*** Opening TEXT PASSAGE ***

However there was a wonderful atmosphere and almost a sense that this was a festival by artists for artists as everywhere I looked I caught bands enjoying the act of spectators rather than performers. With nearly 100% all Irish line-up including the likes of Kila, Jinx Lennon, Mick Flannary and Jack L; Vantastival was a perfect festival for me as writer of 2UIBestow Irish Music blog. The musical highlight was seeing The Dublin City Ramblers perform the Sunday afternoon slot in front of a few hundred people. It quickly became a massive sing-song and my kids loved the old ballads. Other highlights for me include hearing Anthony Furey & The Young Folks live for the first time, dancing with my twin boys to the ska sound of The Bionic Rats and jumping around while Tucan performed the Daft Punk classic ‘Around The World’’.
The best new artist I saw was the wonderful Valerie June from Memphis. Valerie’s voice is both delicate and immense and I thank Vantastival for introducing me this amazing talent.
I’ve experienced some incredible music-related moments in 2010. Most of these happened while travelling across the United States; from seeing the Bowery Ballroom and Electric Lady Studios in Greenwich Village, New York to walking down Beale St. and seeing Sun Studios in Memphis, last summer was one of the greatest times of my life. One thing I was particularly excited about was getting to visit Wolf River Harbour, a channel of the Mississippi River, where Jeff Buckley drowned in 1997 (I’ve always had a morbid curiousity for seeing the places where music stars died).
But if I had to pull one particular event out of them all, it would be seeing Sarah McLachlan perform at the Lilith Fair music festival in Camden, New Jersey in July. I have been a fan of the Canadian singer-songwriter since I was thirteen, when I got a copy of Fumbling Towards Ecstasy, and always seemed to be out of the country when she visited Ireland. It was amazing to finally see her live. In a perfect set showcasing her haunting and emotion-filled vocal tones, McLachlan treated her fans to their favourites from her extensive back catalogue, including ‘Angel’, ‘Building a Mystery’, ‘I Will Remember You’, ‘Adia’, ‘Sweet Surrender’ and ‘Possession’, as well as tracks from her 2010 album Laws of Illusion.

*** Closing TEXT PASSAGE ***

→ **TASKS TO CARRY OUT**:
1: Render this sentence from the music blog excerpt into Spanish: "It was amazing to finally see her live."
2: List every song title the music blog excerpt names as part of Sarah McLachlan's set at Lilith Fair.
3: Continue the music blog excerpt from its final sentence.
The listing that follows has no connection to the music blog excerpt.

*** Opening DATASET CONTENT ***

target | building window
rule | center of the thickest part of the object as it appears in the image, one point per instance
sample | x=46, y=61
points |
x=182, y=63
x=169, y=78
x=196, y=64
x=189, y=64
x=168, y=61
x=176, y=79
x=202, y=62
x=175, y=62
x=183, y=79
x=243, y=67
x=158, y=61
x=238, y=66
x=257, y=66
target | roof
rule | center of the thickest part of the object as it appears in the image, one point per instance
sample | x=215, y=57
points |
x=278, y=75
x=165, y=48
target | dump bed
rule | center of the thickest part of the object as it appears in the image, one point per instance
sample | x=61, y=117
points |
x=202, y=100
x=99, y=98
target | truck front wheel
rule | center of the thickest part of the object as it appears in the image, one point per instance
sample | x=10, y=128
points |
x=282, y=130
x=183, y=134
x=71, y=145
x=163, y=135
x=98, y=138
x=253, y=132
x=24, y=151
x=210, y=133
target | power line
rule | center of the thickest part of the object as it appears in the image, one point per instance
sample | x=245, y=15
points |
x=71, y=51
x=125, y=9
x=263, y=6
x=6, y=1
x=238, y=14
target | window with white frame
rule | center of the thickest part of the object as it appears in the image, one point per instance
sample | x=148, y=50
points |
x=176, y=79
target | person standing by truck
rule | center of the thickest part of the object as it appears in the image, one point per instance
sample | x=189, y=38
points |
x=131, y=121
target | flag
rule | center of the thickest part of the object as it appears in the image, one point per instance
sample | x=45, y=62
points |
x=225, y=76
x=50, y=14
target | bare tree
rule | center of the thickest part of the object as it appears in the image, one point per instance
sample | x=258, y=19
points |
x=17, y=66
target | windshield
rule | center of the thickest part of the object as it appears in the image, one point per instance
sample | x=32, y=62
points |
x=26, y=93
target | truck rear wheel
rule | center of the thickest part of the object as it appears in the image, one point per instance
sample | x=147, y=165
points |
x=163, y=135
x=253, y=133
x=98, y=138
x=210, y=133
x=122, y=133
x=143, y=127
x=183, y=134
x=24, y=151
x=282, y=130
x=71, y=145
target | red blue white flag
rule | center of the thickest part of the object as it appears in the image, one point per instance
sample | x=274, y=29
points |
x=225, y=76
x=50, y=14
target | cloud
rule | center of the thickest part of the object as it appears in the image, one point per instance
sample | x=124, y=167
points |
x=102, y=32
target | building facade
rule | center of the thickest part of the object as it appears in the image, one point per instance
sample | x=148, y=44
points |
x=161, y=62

*** Closing DATASET CONTENT ***

→ **YOUR RESPONSES**:
1: Fue increíble por fin verla en directo.

2:
- Angel
- Building a Mystery
- I Will Remember You
- Adia
- Sweet Surrender
- Possession

3:
Seeing Courtyard Hounds (two-thirds of the Dixie Chicks), Missy Higgins and Sara Bareilles, who also took to the stage at Lilith, was certainly the icing on an already fantastic cake. I can only hope 2011 is as exciting. Happy New Year everyone!
There was so much great new music in 2010, especially Irish music, it seems odd that my musical moment of the year stems from an album released over twelve years ago. You see, my grandmother, Sinead Connolly, died in June this year in Tullamore hospital. Though she’d fought a long illness, her death was still a shock.
I was at home when my father called to break the news and just happened to be listening to Mercury Rev’s Deserter’s Songs. It was a record I hadn’t actually listened to whole in more than five years but I’ve always found its sparse winter soundscapes strangely comforting.
I’m still not sure why I chose to search Deserter’s Songs out that particular morning but losing myself in songs like ‘Tonite it shows’, ‘Endlessly’ and ‘Opus 40’ provided just the crutch I needed to get through a really difficult time. Don’t get me wrong, it still broke my heart to lose one of the few people I’d literally known all my life but there was something so consoling about listening to that album – at that particuar time – that it had to be my musical moment of 2010.
What a diverse bunch of people we are. Here’s to a successful 2011 for 4fourtyfour!
Indeed but it’s diversity that makes the world go around (well, that and the laws of physics I suppose).